## Exercise requirements:
In the thread on torsion angle symbols, which Greek letters does the answer name as mostly used for "normal" angles?

## Selected text:
>>

Torsion angle symbol

Question

I'm reading up on molecular modelling and have come across some terms I should probably have learnt a long time ago but always scared me off a bit with the Greek letters. I guess I'm a big boy now so it's probably time to clarify...

The textbook uses the lowercase symbol omega ($\omega$) for torsion (a.k.a. dihedral) angle while Wikipedia gives the uppercase, $\Omega$, plus both upper and lower case phi ($\Phi$, $\phi$) and psi ($\Psi$, $\psi$) in its description which from reading I'm starting to understand designate particular geometrical cases from the article, though it looks like it might be a little difficult to remember at first.

My textbook also gives in the list of symbols and physical constants [lower case] tau, $\tau$, but I can't see any mention of this on the Wiki page.

Firstly I wanted to ask is the use of upper/lower case totally arbitrary, and secondly is tau just a non-specific way of expressing torsion angle compared to the other 3 (which is the only use I can imagine for it?) Or is this use totally confined to molecular modelling?

Answer 1

It is a habit to assign greek letters (most often lowercase) to angles. In case of "normal" angles, it's mostly $\alpha, \beta, \gamma$, whereas for dihedrals some higher letters, as you mentioned, $\phi, \psi, \omega$. As noted in comments, whatever you use, clearly state what you mean.

<<

(Saved entries)
>>

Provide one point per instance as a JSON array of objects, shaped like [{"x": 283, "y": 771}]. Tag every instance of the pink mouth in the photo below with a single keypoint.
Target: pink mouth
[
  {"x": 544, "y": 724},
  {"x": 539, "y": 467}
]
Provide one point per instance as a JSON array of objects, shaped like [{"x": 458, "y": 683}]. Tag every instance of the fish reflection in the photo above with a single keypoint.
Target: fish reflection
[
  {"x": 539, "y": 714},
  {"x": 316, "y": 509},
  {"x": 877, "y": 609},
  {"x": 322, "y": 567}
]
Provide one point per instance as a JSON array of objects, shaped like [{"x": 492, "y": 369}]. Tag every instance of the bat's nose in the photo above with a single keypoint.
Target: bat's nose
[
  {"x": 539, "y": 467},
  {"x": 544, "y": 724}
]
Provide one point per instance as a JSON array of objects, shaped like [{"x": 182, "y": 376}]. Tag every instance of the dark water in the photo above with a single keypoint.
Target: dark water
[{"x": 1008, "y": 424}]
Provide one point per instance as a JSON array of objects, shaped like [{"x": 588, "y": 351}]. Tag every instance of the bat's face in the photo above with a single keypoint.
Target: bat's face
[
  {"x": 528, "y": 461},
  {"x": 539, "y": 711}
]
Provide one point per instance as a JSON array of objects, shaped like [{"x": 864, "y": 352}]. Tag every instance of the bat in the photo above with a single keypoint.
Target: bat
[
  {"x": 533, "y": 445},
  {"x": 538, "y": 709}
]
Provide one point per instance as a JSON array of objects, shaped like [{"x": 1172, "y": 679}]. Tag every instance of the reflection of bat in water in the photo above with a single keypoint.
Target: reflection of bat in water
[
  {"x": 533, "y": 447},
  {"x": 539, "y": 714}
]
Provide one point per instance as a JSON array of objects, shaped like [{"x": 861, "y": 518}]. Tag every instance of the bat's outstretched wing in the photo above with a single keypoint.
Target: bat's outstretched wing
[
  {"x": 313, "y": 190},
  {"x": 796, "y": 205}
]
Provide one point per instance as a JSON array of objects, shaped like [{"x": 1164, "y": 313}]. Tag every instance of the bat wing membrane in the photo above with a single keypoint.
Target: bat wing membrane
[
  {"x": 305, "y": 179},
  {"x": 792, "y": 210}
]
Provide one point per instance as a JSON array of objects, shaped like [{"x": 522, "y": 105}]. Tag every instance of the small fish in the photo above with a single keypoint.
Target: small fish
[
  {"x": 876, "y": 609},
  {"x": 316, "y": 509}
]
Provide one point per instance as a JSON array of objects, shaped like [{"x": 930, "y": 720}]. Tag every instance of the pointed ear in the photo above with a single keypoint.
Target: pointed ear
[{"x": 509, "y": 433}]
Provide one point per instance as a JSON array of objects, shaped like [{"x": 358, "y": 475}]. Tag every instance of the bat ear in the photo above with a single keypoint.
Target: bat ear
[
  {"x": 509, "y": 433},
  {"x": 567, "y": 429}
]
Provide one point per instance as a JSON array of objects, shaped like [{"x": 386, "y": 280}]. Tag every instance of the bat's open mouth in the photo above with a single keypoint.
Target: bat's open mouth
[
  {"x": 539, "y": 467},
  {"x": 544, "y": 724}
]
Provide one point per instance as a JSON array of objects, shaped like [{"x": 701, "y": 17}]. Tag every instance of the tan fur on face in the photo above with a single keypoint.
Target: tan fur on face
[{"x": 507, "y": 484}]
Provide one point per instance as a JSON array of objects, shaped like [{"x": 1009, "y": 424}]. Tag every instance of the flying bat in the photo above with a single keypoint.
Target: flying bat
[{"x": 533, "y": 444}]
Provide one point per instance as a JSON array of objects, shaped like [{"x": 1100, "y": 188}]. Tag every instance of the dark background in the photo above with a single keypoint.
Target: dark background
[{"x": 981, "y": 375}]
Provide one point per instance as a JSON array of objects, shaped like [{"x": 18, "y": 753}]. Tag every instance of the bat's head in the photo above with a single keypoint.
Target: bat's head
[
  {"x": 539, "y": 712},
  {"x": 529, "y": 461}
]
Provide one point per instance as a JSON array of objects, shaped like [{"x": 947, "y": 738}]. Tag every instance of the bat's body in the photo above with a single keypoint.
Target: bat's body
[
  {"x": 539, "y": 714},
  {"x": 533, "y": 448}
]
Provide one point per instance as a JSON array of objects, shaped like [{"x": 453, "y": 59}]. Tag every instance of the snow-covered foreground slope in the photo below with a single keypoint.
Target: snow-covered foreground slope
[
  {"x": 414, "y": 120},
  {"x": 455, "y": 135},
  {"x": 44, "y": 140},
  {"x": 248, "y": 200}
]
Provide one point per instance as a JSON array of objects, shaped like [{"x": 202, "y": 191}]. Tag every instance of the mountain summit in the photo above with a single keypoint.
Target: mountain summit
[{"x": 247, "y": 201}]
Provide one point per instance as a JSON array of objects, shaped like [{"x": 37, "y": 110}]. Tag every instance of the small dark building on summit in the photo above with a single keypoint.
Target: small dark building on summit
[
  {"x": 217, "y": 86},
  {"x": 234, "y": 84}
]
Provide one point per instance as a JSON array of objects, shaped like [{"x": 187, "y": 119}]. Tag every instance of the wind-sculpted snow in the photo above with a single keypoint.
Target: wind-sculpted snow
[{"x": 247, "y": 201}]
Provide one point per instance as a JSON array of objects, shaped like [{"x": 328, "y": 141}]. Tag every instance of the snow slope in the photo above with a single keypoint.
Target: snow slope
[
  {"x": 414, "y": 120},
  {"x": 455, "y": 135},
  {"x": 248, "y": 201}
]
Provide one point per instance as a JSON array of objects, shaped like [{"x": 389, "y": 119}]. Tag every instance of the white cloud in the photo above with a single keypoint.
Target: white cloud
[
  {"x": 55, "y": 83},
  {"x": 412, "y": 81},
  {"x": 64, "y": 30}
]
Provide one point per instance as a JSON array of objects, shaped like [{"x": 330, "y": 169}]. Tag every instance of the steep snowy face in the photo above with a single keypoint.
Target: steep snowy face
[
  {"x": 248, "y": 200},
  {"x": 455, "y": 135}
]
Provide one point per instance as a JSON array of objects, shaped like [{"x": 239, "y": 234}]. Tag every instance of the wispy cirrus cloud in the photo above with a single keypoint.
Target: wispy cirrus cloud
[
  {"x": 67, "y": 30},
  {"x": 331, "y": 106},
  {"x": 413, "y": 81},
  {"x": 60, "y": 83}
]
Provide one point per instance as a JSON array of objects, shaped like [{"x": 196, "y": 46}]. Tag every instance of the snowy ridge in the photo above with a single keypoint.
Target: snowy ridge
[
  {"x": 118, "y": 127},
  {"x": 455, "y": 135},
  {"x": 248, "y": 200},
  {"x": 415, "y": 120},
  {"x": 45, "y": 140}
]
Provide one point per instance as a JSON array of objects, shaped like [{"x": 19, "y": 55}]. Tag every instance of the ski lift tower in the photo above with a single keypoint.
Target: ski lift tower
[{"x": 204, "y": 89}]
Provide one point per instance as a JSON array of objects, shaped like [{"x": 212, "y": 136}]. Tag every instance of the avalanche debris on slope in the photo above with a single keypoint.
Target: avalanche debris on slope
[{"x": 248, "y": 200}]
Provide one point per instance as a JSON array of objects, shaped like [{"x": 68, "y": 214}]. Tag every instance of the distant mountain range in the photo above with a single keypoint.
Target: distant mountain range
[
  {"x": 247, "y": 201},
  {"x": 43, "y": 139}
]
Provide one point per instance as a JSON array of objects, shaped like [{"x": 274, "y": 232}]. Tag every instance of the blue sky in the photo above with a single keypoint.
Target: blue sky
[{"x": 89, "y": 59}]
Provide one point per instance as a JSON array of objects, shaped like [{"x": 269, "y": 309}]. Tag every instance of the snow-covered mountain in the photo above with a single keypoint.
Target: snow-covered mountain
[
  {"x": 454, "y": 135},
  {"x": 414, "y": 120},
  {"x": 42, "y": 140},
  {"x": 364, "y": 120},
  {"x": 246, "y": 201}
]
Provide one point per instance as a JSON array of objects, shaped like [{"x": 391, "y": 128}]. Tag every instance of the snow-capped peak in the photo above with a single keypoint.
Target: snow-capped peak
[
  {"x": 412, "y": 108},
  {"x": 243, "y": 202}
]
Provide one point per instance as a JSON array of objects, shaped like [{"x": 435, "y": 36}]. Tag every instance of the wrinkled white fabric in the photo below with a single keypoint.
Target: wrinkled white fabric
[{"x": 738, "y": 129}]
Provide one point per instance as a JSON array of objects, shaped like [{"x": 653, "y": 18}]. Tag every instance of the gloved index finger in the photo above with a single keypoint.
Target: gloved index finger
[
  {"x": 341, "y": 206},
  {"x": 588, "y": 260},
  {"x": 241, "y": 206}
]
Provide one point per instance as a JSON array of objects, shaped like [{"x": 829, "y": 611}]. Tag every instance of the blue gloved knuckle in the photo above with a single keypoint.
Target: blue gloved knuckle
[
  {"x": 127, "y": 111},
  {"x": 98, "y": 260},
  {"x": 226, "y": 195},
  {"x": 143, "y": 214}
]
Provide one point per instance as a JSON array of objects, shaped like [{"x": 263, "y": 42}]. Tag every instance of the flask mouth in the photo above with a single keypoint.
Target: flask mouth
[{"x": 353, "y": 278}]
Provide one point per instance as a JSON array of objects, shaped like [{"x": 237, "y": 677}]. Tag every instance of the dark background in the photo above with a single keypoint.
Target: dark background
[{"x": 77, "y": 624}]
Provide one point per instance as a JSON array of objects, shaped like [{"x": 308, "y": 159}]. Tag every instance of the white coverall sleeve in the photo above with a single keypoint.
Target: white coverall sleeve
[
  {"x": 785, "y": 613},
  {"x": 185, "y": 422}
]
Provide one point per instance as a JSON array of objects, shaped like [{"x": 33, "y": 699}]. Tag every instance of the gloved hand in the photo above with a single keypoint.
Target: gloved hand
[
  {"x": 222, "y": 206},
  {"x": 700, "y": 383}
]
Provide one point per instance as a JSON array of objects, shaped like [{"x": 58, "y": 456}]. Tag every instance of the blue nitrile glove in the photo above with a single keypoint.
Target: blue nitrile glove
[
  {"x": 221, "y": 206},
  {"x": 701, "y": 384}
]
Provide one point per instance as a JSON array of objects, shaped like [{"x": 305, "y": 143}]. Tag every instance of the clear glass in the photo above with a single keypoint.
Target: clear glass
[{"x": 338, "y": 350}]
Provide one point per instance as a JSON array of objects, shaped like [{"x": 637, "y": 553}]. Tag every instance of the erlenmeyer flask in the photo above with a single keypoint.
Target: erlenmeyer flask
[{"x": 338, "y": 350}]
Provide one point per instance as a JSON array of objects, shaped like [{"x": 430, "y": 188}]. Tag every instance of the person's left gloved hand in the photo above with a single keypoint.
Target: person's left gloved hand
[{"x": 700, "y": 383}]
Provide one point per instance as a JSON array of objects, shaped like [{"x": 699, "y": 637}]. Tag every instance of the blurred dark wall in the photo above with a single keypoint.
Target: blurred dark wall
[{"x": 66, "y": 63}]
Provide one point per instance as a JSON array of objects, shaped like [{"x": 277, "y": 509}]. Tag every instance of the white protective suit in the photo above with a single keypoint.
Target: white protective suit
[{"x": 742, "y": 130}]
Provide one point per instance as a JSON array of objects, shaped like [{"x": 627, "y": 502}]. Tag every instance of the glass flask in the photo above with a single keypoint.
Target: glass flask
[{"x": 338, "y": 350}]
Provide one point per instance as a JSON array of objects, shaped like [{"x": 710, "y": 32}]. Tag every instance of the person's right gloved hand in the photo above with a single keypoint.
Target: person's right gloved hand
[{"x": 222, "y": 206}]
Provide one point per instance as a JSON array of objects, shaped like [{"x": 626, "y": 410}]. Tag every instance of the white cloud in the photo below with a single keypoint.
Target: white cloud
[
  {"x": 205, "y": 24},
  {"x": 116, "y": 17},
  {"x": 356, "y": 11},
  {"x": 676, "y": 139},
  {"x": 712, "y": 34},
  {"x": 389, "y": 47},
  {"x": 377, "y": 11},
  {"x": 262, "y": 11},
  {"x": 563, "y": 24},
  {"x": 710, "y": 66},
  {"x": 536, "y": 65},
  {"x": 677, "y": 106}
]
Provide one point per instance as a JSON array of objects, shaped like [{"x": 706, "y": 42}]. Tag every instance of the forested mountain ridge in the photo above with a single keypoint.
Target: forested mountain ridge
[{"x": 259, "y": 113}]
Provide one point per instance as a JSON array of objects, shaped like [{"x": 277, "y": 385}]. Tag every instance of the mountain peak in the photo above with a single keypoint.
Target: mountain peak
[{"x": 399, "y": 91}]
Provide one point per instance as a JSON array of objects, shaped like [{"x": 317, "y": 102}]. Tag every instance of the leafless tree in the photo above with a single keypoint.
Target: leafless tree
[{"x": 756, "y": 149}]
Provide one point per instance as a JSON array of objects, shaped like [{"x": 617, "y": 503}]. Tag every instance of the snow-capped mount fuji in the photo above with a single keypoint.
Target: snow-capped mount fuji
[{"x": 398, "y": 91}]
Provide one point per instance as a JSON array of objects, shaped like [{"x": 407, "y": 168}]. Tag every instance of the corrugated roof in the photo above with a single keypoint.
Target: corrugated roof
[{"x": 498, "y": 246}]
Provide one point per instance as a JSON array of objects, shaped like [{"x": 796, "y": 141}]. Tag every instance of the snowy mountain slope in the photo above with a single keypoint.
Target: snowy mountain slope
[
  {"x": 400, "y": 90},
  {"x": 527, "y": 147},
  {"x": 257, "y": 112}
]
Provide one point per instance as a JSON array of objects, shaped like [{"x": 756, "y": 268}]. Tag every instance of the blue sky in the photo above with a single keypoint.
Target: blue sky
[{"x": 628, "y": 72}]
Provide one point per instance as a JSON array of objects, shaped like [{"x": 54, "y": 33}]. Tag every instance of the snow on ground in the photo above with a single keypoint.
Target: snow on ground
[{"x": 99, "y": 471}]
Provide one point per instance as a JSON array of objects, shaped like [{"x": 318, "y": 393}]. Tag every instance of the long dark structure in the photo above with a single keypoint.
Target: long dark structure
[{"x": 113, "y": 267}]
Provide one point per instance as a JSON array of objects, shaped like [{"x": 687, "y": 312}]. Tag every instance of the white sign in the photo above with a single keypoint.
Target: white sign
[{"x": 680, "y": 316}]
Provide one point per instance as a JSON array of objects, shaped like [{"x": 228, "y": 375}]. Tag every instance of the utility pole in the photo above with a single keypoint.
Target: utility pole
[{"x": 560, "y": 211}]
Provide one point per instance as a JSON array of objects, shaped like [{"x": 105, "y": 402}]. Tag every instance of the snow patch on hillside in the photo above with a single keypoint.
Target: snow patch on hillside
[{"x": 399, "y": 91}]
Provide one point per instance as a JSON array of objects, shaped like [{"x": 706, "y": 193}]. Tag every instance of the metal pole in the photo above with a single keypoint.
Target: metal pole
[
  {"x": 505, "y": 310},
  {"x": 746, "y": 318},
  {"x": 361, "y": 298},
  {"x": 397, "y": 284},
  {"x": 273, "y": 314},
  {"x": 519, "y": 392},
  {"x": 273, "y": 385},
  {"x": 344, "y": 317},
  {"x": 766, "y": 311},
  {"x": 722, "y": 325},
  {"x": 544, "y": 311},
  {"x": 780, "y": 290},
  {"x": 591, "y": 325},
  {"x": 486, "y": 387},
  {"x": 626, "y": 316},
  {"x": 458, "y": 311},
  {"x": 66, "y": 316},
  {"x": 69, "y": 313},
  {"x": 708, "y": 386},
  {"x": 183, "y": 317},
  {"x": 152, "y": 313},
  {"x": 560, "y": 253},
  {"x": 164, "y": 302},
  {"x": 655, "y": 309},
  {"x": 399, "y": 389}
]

<<

## Solution below:
α, β, and γ